■ **Passage for review**:
One million plant and animal species are at risk of extinction, largely due to human activities, as is the case in Brazil, the Amazon, where fires deprive indigenous people of their homes and food, a direct consequence of Jair Bolsonaro’s deforestation policy; in the United States but also in Australia, devastated by violent fires due to drought and human malice. or locust infestations in East Africa. The global pandemic that has just hit us also shows the interdependence of humans and the world in which they live.

From 5 to 16 June 1972, the United Nations Conference on the Environment or the Stockholm Conference allowed the countries of the South to claim their right to develop and to argue that environmental problems were caused by underdevelopment. They gain the right to develop, taking into account their priorities and the need to preserve and improve the environment.

On 15 December 1972 , the General Assembly adopted the resolution designating 5 June as International Environment Day , calling on Governments and organizations of the United Nations system to undertake activities of a global nature every year on that day reaffirming their interest in environmental protection and improvement with a view to increasing awareness of environmental problems.

■ **Problem to solve**:
Write out the passage on environmental protection word for word, starting at "One million plant" and ending at "which they live.".

■ **Information provided**:
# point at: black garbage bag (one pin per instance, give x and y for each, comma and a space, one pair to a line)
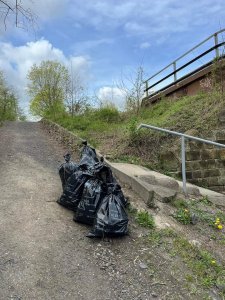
67, 169
73, 189
88, 156
103, 172
93, 193
111, 218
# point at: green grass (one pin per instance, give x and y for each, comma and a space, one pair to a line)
144, 219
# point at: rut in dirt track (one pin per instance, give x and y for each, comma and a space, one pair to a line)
43, 253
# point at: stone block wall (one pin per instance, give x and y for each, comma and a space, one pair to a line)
205, 164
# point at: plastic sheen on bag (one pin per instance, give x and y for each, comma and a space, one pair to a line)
111, 218
73, 189
88, 156
67, 169
93, 193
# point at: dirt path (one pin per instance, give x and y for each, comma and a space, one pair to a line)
45, 255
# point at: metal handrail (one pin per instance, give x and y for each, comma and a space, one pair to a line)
183, 137
214, 35
185, 65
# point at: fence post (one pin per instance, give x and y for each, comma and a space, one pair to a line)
216, 43
146, 88
183, 159
174, 68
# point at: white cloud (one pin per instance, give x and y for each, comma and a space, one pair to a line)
144, 17
145, 45
113, 95
15, 62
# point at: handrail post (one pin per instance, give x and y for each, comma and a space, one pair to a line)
183, 159
216, 43
174, 68
146, 87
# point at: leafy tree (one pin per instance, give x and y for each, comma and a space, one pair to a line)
77, 99
8, 101
47, 87
132, 86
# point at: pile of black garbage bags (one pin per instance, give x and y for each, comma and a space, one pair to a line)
92, 192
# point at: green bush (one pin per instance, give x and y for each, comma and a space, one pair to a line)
108, 114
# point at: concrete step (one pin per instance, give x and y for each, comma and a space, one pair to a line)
152, 186
148, 185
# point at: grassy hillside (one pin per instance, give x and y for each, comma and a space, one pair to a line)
114, 133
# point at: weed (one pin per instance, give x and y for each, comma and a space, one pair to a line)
183, 216
201, 262
180, 203
144, 219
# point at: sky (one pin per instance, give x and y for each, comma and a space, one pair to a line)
105, 40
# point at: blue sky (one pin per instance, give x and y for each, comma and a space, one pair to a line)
104, 38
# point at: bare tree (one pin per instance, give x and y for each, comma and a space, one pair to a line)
16, 12
132, 86
77, 98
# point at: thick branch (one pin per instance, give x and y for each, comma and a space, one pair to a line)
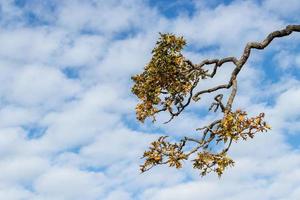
247, 50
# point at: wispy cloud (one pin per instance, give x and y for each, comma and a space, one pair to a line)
67, 125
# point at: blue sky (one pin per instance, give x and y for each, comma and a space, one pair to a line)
67, 123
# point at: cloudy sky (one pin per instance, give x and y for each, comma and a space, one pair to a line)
67, 123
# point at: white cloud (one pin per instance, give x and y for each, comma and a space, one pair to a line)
89, 147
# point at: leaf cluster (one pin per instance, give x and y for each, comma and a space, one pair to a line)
166, 79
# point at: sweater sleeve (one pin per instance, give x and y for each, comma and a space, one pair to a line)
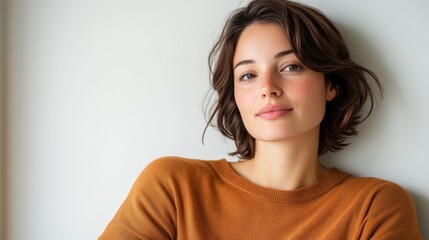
391, 215
148, 212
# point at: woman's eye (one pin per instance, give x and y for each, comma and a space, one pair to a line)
246, 76
292, 68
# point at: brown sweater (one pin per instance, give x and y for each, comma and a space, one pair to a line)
176, 198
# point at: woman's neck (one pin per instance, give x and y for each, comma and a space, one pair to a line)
287, 165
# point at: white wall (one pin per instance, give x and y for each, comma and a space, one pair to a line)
100, 88
2, 120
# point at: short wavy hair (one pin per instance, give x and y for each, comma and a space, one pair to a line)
319, 46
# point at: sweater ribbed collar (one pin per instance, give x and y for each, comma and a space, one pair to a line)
230, 176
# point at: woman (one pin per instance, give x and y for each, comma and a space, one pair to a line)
287, 93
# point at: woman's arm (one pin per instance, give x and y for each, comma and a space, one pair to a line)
148, 212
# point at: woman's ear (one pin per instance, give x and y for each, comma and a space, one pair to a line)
331, 91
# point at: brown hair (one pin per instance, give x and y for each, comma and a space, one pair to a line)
318, 45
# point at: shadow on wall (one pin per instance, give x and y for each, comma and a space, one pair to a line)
364, 52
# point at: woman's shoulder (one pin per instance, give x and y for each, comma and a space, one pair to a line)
178, 167
376, 190
373, 184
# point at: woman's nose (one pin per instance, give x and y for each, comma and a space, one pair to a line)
270, 86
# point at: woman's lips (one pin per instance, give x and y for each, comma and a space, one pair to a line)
273, 112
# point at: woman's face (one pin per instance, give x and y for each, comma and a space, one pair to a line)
277, 96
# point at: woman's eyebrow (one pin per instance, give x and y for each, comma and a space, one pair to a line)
278, 55
284, 53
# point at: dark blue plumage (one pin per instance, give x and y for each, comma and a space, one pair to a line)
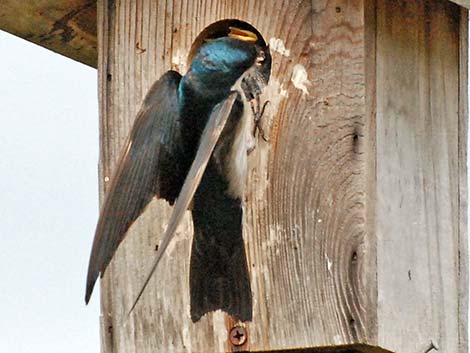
157, 157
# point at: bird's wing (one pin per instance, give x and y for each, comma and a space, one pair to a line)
152, 163
208, 140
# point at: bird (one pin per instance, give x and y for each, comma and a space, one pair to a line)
189, 145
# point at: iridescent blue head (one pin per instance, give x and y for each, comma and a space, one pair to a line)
217, 65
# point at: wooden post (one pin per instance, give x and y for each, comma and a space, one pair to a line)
355, 220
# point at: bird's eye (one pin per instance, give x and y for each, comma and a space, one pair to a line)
260, 58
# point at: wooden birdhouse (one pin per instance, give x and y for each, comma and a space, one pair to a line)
355, 219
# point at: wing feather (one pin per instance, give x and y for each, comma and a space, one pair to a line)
153, 162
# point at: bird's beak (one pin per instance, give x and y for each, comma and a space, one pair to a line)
242, 34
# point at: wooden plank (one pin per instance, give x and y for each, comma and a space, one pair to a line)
463, 189
64, 26
464, 3
307, 244
418, 177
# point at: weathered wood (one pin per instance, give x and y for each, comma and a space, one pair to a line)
353, 216
419, 233
464, 3
463, 181
64, 26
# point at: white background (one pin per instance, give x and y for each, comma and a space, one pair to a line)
48, 200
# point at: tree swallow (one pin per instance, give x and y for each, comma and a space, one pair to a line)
190, 142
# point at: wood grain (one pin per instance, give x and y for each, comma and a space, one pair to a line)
353, 219
63, 26
463, 181
419, 235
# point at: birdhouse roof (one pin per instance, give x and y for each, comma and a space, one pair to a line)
67, 27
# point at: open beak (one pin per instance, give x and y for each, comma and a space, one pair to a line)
242, 34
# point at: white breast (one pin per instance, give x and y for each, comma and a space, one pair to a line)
237, 168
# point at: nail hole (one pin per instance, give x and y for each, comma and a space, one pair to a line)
354, 257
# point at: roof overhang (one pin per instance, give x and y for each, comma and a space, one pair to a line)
67, 27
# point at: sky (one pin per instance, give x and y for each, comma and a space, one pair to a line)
48, 200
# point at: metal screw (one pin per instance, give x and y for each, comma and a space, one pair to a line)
238, 336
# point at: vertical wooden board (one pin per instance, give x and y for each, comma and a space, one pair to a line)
463, 187
309, 252
418, 175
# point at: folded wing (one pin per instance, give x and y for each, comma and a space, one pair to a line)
153, 163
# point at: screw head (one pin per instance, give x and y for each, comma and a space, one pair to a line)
238, 335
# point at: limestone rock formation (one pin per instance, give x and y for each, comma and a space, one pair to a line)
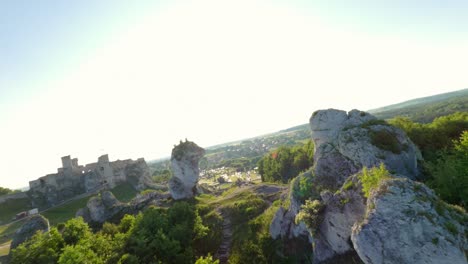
185, 172
28, 229
342, 210
344, 143
407, 223
401, 222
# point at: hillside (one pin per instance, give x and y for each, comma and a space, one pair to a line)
245, 153
426, 109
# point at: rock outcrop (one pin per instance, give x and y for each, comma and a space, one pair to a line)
407, 223
342, 210
401, 222
284, 221
28, 229
344, 143
185, 171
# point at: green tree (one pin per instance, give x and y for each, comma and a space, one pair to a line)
285, 163
450, 172
80, 253
207, 260
41, 248
76, 229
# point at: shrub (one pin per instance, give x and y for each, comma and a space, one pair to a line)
370, 178
311, 214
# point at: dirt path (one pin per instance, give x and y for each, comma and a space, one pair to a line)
225, 247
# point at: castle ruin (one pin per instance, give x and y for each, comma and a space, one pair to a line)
74, 179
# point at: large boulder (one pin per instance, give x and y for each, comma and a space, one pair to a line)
342, 210
28, 229
185, 171
406, 222
346, 142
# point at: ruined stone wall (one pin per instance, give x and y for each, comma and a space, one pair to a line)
74, 179
19, 195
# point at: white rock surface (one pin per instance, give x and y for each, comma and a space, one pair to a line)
407, 223
185, 171
344, 144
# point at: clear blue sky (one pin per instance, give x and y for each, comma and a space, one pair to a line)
131, 78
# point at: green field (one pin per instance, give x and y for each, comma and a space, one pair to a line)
65, 211
10, 208
124, 192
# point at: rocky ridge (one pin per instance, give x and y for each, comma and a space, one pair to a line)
185, 171
28, 229
351, 224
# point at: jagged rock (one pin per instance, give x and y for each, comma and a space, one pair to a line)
344, 143
28, 229
342, 210
185, 172
284, 222
407, 223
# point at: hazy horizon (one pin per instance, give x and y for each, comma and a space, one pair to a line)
132, 79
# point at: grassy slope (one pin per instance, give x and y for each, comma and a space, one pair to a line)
64, 212
424, 110
124, 192
10, 208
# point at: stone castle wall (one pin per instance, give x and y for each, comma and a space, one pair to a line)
74, 179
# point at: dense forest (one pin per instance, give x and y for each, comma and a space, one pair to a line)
191, 231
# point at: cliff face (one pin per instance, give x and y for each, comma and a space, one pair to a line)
185, 171
400, 222
345, 143
405, 222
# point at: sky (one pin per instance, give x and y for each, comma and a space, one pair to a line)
132, 78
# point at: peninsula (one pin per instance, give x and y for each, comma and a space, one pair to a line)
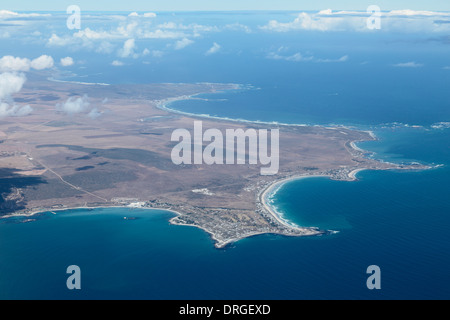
51, 160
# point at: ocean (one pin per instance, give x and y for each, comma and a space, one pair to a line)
396, 220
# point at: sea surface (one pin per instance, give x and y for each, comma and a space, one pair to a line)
397, 220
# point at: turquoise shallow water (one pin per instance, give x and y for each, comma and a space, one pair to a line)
397, 220
386, 218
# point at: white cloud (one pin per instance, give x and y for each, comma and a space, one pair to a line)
128, 48
409, 13
298, 57
149, 15
411, 64
74, 105
162, 34
405, 21
238, 27
43, 62
11, 83
214, 49
183, 43
6, 14
67, 62
7, 110
10, 63
117, 63
145, 15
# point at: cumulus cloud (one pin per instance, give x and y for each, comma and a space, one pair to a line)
145, 15
41, 63
11, 83
74, 105
328, 20
6, 14
214, 49
10, 63
411, 64
127, 49
298, 57
117, 63
66, 62
183, 43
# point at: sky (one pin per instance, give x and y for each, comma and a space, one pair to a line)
213, 5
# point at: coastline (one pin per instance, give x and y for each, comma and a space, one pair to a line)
285, 227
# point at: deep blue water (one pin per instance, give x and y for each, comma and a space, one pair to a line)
396, 220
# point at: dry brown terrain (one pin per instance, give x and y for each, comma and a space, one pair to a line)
123, 158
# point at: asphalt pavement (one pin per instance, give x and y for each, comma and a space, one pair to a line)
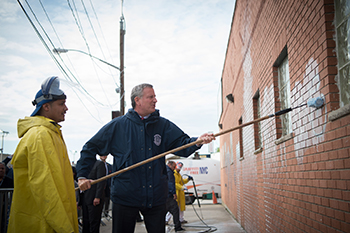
208, 217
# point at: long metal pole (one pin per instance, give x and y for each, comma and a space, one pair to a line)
122, 33
188, 145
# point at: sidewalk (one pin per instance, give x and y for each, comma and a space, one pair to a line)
214, 216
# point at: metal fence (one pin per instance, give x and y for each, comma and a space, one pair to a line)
5, 205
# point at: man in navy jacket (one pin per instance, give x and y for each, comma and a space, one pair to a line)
138, 135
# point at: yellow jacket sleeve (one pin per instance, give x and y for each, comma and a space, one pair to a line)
47, 183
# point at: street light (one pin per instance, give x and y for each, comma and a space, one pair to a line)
2, 144
118, 90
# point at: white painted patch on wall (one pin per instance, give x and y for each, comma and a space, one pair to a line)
308, 88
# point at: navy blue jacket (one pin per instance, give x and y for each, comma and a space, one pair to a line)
132, 140
171, 182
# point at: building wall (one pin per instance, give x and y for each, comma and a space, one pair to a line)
299, 183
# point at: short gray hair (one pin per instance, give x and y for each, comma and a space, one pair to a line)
137, 91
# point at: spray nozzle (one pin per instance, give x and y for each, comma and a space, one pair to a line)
316, 102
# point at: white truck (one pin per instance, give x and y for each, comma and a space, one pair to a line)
206, 177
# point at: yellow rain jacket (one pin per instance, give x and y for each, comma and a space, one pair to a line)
44, 197
179, 185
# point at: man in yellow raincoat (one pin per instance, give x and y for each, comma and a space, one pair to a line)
44, 197
179, 185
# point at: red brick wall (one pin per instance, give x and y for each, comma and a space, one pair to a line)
301, 184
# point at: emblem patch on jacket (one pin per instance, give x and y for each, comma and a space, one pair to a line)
157, 139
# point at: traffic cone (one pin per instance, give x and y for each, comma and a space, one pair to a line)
215, 201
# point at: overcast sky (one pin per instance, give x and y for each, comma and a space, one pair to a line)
177, 46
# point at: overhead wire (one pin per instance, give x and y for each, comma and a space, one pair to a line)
42, 28
46, 46
81, 30
98, 42
104, 39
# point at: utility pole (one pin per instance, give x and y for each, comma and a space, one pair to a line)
122, 33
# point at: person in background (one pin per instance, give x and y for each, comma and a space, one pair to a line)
138, 135
171, 204
180, 187
93, 199
108, 186
5, 182
9, 171
43, 198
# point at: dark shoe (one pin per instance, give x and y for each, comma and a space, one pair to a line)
181, 229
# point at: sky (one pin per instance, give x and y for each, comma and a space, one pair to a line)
177, 46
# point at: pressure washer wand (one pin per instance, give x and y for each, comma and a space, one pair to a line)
315, 102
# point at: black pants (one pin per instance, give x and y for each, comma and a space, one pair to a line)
173, 208
124, 218
92, 218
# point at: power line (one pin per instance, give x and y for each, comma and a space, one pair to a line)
47, 48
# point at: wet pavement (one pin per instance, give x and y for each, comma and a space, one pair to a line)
208, 218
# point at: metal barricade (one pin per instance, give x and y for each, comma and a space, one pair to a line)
5, 206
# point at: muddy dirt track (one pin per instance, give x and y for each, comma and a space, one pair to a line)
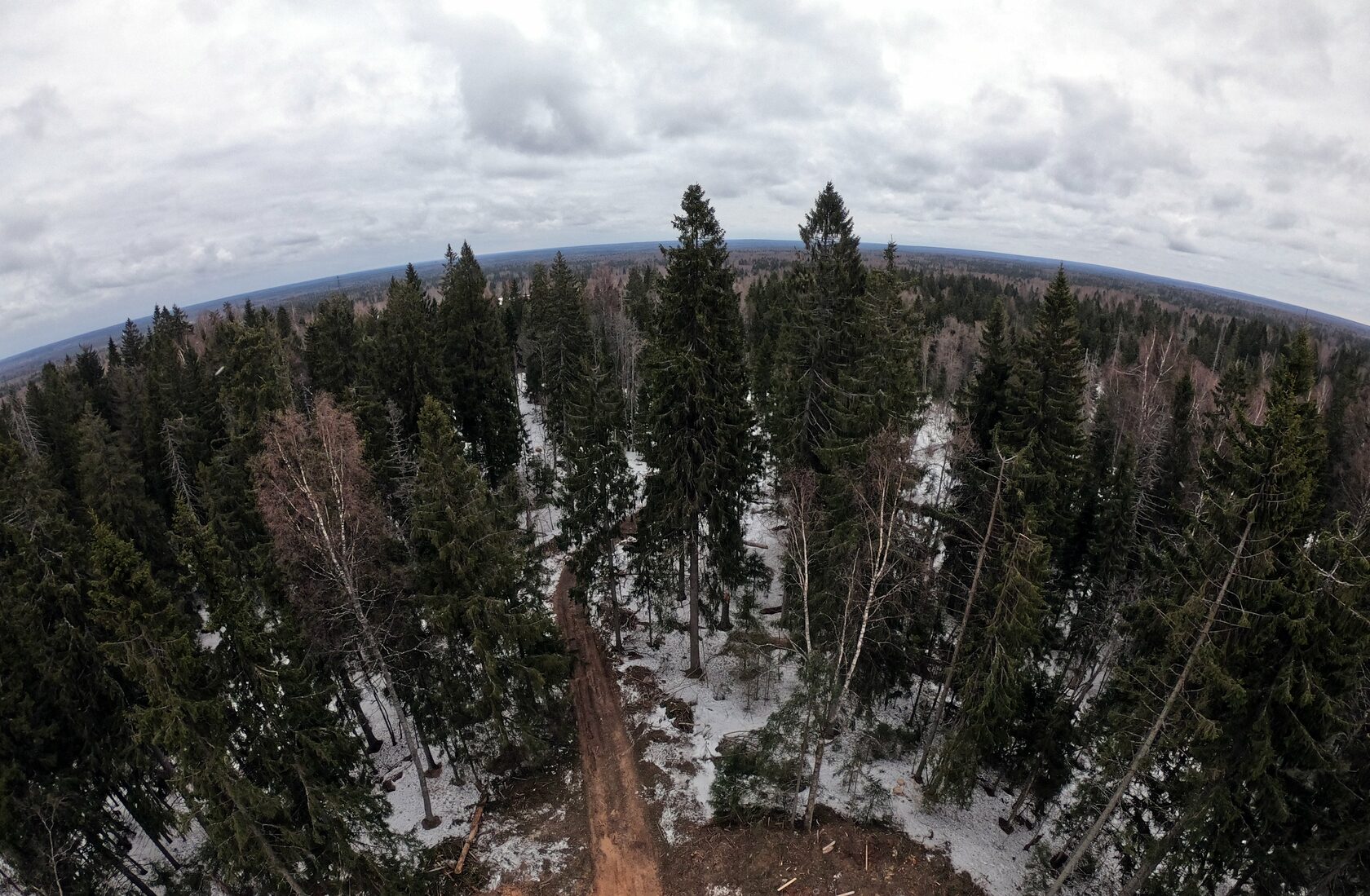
622, 847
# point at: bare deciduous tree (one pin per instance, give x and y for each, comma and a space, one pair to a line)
316, 501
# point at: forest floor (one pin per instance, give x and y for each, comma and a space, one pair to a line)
622, 847
640, 835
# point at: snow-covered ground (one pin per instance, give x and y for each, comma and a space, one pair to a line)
970, 837
723, 704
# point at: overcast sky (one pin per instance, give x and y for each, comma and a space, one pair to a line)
158, 152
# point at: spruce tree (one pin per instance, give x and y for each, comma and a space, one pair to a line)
1237, 622
404, 346
1045, 413
563, 338
497, 662
479, 366
997, 682
699, 445
599, 489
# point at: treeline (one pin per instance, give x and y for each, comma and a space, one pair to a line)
218, 543
1129, 588
1128, 580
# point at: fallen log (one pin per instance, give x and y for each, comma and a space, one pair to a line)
471, 837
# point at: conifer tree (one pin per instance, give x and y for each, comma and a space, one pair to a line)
497, 662
479, 366
997, 682
1045, 413
332, 348
699, 445
563, 338
241, 791
326, 529
824, 411
404, 350
599, 489
111, 484
64, 745
1240, 570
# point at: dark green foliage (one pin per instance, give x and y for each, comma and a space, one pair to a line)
332, 348
562, 338
599, 491
1045, 416
406, 364
995, 690
699, 444
479, 366
492, 655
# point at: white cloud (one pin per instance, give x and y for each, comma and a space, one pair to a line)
179, 151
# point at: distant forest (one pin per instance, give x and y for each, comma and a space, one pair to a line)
1130, 581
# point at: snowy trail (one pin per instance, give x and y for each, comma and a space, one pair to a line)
622, 845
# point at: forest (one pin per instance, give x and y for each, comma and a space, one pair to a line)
1098, 554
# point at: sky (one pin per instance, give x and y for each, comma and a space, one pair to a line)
175, 152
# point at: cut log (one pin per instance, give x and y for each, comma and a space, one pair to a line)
471, 837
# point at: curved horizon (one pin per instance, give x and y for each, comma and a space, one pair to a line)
644, 245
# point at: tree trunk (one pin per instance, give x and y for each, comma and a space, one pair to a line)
696, 669
1160, 849
354, 703
1335, 872
137, 881
1023, 793
803, 757
380, 703
274, 859
612, 599
407, 730
961, 633
1144, 750
813, 777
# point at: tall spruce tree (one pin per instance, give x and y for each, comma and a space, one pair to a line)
599, 489
1236, 621
1045, 414
497, 662
563, 338
699, 447
409, 369
479, 366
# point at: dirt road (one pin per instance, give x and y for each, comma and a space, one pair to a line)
622, 847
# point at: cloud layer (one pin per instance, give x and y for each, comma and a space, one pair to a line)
175, 152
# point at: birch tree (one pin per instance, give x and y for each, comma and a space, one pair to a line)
326, 527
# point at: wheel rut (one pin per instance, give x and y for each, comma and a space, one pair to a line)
622, 845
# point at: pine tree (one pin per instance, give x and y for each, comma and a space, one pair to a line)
699, 447
479, 366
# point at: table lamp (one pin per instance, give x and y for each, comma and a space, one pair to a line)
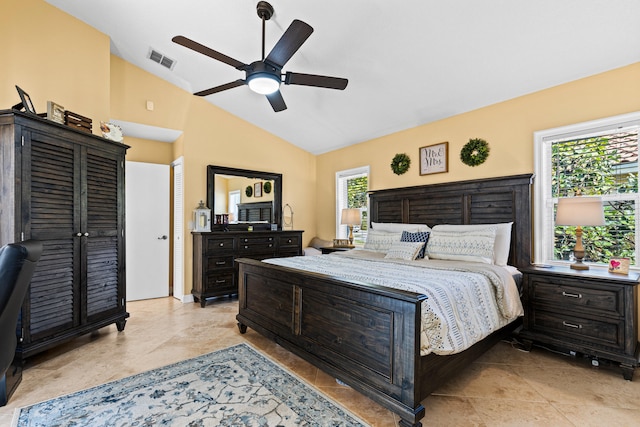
579, 211
351, 217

■ **Written solution**:
One million plant and animal species are at risk of extinction, largely due to human activities, as is the case in Brazil, the Amazon, where fires deprive indigenous people of their homes and food, a direct consequence of Jair Bolsonaro’s deforestation policy; in the United States but also in Australia, devastated by violent fires due to drought and human malice. or locust infestations in East Africa. The global pandemic that has just hit us also shows the interdependence of humans and the world in which they live.